— begin EXERCISE MATERIAL —

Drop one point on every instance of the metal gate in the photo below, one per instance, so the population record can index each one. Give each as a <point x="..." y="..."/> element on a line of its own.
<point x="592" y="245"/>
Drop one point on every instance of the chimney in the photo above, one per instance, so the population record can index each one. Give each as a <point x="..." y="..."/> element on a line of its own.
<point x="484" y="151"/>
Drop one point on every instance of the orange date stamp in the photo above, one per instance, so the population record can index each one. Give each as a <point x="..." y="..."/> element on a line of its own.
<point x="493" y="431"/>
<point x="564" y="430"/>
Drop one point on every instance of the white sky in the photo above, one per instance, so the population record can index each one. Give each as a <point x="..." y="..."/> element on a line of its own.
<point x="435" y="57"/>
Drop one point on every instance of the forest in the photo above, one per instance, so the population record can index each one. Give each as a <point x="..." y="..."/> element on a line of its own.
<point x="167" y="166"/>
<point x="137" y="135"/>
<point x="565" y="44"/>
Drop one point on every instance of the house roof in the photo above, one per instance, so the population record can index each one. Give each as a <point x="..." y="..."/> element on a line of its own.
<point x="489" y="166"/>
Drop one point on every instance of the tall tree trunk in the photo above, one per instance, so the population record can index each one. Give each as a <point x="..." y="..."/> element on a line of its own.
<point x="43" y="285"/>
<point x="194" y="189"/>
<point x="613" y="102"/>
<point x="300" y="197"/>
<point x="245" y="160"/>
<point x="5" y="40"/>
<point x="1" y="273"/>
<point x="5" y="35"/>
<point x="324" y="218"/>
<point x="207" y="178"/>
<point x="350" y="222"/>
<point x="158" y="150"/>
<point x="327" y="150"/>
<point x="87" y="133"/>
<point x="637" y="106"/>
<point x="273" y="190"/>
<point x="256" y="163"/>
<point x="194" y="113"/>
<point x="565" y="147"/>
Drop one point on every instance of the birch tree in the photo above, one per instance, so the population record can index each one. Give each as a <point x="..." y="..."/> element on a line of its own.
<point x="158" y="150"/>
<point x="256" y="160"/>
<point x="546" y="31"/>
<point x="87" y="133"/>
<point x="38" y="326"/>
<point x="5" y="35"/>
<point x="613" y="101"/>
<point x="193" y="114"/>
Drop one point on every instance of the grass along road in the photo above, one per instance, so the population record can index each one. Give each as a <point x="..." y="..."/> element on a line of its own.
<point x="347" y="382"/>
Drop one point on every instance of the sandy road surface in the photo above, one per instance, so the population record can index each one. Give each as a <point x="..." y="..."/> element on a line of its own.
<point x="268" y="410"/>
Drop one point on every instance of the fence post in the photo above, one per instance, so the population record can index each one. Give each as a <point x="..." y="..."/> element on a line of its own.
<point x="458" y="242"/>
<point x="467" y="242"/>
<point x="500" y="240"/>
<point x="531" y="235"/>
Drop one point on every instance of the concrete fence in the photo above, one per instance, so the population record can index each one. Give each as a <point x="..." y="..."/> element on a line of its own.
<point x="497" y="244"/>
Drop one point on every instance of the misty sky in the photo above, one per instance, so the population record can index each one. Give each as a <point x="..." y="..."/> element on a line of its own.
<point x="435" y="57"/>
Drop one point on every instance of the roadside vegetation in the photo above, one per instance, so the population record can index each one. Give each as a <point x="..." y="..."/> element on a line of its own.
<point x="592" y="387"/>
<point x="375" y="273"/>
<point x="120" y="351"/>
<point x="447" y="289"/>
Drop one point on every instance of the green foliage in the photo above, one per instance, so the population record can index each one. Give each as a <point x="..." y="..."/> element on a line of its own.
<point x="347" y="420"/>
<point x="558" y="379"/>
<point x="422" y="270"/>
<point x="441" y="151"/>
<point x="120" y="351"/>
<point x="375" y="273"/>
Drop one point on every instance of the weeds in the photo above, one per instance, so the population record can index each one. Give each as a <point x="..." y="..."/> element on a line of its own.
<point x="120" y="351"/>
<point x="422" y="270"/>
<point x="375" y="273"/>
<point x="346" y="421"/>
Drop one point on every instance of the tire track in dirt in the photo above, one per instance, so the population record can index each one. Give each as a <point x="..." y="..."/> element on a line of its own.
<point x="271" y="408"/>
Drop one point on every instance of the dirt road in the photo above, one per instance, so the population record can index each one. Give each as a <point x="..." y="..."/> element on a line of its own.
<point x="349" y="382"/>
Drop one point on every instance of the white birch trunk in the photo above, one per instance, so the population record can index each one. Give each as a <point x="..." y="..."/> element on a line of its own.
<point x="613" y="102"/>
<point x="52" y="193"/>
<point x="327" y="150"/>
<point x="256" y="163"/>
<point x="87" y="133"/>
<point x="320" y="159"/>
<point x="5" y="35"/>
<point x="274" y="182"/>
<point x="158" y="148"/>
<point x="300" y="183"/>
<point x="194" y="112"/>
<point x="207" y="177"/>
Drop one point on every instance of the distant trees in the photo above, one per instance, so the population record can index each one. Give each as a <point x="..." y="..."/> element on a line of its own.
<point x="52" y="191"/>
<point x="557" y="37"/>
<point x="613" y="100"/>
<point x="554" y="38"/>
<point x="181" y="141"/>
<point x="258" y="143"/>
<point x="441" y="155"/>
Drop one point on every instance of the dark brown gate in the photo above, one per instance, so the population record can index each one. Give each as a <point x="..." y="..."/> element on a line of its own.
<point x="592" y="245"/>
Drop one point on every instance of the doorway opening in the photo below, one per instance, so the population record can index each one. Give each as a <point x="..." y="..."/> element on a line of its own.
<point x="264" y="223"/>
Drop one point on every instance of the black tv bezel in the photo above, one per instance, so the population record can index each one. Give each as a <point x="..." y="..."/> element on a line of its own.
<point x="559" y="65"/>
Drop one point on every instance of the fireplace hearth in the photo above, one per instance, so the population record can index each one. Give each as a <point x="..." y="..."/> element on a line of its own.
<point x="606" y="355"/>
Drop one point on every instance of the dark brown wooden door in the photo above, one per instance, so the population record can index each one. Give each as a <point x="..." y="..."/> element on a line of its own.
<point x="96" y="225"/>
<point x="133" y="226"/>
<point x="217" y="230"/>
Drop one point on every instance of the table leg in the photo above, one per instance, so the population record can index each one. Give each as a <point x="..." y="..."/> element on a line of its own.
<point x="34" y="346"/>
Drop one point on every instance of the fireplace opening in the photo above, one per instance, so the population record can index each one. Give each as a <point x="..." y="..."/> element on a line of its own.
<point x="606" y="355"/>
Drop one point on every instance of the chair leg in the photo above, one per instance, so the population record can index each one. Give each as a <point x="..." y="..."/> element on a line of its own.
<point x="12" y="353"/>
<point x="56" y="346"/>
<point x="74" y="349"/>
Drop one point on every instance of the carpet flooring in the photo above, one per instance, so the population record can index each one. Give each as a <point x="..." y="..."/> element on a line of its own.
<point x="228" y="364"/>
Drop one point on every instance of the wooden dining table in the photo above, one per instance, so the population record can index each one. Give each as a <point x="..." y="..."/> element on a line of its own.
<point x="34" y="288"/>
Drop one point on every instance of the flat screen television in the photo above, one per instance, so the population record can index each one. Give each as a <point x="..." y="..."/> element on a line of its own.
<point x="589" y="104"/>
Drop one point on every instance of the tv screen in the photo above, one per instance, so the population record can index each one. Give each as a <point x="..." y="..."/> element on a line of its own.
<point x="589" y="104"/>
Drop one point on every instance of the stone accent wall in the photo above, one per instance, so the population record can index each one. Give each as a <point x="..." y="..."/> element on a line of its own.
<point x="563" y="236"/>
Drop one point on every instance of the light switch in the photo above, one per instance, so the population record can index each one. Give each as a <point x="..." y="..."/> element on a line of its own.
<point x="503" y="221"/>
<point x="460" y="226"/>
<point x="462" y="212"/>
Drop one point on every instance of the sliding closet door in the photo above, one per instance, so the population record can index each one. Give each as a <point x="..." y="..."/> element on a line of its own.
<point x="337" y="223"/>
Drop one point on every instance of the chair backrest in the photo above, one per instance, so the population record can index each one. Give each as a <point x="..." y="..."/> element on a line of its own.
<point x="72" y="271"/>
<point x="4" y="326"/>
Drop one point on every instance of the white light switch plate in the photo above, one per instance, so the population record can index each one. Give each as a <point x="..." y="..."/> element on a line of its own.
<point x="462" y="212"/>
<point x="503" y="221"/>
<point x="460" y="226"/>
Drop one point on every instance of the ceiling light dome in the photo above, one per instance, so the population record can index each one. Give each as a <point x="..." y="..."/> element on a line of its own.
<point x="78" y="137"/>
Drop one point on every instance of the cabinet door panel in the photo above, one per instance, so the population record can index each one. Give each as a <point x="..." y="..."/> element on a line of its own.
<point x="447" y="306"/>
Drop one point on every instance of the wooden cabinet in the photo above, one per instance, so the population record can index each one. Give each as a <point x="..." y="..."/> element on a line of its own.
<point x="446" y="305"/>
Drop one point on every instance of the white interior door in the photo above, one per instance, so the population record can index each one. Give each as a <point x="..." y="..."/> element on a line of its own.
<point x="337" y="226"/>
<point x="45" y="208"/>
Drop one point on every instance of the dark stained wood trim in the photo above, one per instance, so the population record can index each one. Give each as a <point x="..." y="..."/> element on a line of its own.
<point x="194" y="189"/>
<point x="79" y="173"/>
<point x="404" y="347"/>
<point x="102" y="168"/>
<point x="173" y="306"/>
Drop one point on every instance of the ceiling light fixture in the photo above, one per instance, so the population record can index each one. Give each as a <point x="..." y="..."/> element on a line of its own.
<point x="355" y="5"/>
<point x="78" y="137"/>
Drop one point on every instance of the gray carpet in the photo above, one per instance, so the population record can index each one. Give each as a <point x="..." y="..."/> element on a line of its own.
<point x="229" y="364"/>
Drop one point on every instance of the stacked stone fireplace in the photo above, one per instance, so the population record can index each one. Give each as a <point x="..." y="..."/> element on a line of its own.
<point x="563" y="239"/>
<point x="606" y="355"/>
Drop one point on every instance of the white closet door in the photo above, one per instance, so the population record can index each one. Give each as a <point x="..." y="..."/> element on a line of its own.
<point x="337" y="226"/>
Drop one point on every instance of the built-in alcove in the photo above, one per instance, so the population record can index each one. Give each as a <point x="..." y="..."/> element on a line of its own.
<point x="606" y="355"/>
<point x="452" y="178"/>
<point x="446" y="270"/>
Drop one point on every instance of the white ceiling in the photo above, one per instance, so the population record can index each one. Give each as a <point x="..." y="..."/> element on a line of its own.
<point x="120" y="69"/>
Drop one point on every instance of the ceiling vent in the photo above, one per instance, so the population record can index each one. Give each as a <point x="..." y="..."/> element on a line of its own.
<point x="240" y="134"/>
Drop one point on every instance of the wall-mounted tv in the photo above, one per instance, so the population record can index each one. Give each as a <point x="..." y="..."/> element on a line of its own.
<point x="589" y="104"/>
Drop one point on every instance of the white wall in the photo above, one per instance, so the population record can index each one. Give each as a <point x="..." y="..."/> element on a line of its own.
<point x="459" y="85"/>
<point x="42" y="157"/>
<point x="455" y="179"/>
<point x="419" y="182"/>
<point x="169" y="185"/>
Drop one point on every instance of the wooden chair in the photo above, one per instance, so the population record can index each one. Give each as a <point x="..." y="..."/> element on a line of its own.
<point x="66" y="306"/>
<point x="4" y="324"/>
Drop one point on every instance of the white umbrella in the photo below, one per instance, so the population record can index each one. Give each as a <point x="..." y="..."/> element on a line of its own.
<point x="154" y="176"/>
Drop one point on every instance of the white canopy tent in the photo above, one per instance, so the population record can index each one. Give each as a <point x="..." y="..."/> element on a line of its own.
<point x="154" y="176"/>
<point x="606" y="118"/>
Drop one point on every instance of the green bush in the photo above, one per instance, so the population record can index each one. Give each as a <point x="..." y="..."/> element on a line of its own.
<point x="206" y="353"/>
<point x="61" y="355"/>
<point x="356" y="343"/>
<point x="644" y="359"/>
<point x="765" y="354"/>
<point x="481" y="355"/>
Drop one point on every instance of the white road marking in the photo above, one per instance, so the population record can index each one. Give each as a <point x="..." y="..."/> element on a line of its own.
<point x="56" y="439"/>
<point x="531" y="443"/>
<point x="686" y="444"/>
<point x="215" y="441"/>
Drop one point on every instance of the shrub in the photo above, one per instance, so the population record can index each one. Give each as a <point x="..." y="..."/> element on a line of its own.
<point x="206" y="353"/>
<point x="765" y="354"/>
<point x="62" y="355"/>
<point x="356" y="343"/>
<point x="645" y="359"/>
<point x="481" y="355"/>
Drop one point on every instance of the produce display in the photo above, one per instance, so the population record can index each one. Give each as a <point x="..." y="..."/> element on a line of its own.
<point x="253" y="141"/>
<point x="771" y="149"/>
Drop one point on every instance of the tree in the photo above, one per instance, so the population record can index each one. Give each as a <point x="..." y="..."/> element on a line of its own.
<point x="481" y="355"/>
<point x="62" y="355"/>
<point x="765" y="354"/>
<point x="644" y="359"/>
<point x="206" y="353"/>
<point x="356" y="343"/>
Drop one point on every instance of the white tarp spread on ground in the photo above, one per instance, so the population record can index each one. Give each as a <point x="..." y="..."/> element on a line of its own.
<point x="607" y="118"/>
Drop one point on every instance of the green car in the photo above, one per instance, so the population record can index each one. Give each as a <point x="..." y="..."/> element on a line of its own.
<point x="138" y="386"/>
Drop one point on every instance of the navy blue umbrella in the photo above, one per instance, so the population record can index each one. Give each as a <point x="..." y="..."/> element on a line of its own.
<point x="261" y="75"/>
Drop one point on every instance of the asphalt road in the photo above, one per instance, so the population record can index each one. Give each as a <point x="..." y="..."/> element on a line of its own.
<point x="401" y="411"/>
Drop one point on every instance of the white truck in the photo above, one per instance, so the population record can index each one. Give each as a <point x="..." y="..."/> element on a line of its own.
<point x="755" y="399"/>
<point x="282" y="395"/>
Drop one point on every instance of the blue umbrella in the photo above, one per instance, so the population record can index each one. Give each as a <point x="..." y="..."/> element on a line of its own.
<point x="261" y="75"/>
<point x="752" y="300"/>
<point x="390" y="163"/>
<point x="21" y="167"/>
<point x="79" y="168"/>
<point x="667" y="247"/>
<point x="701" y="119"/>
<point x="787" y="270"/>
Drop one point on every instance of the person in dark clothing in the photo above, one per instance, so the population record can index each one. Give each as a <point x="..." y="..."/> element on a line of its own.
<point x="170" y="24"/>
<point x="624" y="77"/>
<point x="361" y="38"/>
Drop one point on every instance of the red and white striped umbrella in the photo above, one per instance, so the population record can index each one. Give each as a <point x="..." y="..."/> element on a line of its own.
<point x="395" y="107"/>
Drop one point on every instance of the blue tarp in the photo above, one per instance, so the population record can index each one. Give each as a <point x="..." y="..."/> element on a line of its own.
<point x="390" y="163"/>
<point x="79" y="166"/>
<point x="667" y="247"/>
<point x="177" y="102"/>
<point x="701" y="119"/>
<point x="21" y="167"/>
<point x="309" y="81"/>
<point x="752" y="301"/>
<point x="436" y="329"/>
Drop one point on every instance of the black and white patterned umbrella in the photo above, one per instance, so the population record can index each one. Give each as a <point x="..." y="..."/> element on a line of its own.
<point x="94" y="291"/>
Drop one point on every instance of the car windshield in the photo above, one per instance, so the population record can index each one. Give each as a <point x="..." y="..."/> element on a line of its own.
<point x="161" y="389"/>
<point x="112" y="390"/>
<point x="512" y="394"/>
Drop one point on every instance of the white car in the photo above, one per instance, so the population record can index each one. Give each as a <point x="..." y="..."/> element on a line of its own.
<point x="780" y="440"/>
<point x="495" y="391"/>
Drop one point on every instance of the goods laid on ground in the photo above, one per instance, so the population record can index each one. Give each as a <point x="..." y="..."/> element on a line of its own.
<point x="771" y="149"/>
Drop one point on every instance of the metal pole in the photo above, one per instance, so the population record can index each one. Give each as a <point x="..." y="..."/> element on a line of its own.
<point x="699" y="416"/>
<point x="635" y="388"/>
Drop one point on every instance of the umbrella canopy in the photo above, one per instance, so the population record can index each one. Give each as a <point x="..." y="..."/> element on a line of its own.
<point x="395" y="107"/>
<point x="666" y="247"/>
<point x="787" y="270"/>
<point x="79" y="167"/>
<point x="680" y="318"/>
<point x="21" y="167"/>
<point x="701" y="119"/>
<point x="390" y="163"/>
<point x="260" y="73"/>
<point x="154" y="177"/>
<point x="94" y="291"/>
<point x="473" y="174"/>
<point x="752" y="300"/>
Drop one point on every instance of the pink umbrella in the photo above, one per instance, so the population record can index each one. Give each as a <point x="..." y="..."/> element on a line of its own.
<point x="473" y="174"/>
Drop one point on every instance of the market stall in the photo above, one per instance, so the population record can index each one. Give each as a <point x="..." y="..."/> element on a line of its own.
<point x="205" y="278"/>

— end EXERCISE MATERIAL —

● **WRITTEN EXERCISE**: Reproduce, word for word, only the lines from the one that contains "Drop one point on every instance of the white car" through the final line.

● **TASK OUTPUT**:
Drop one point on every instance of the white car in the photo above, one per instance, so the population record can index each one. Give each as a <point x="..." y="..."/> element on a line of its own.
<point x="780" y="440"/>
<point x="495" y="391"/>
Drop one point on every instance of the goods laid on ground in the photo above, one per instance, so the population record can index each one. Give each as a <point x="..." y="..."/> element on a line of its own.
<point x="771" y="149"/>
Drop one point on every instance of the metal pole in the photo above, one per instance, so the population record can index each one. Give each as a <point x="..." y="..."/> element on a line of its own.
<point x="699" y="416"/>
<point x="635" y="388"/>
Drop one point on every instance of the umbrella canopy in the photo above, one per instance, so the population record can index each one. Give each as a <point x="..." y="..."/> element on a line of its own.
<point x="395" y="107"/>
<point x="666" y="247"/>
<point x="787" y="270"/>
<point x="79" y="167"/>
<point x="680" y="318"/>
<point x="21" y="167"/>
<point x="701" y="119"/>
<point x="390" y="163"/>
<point x="260" y="73"/>
<point x="154" y="177"/>
<point x="94" y="291"/>
<point x="473" y="174"/>
<point x="752" y="300"/>
Drop one point on every instance of the pink umbrella in the photo above, one per instance, so the population record can index each one. Give each as a <point x="..." y="..."/> element on a line of its own.
<point x="473" y="174"/>
Drop one point on every instance of the market stall in the photo above, one per instance, so the population record can index each one. Give each as a <point x="..." y="..."/> element on a line of its own.
<point x="205" y="278"/>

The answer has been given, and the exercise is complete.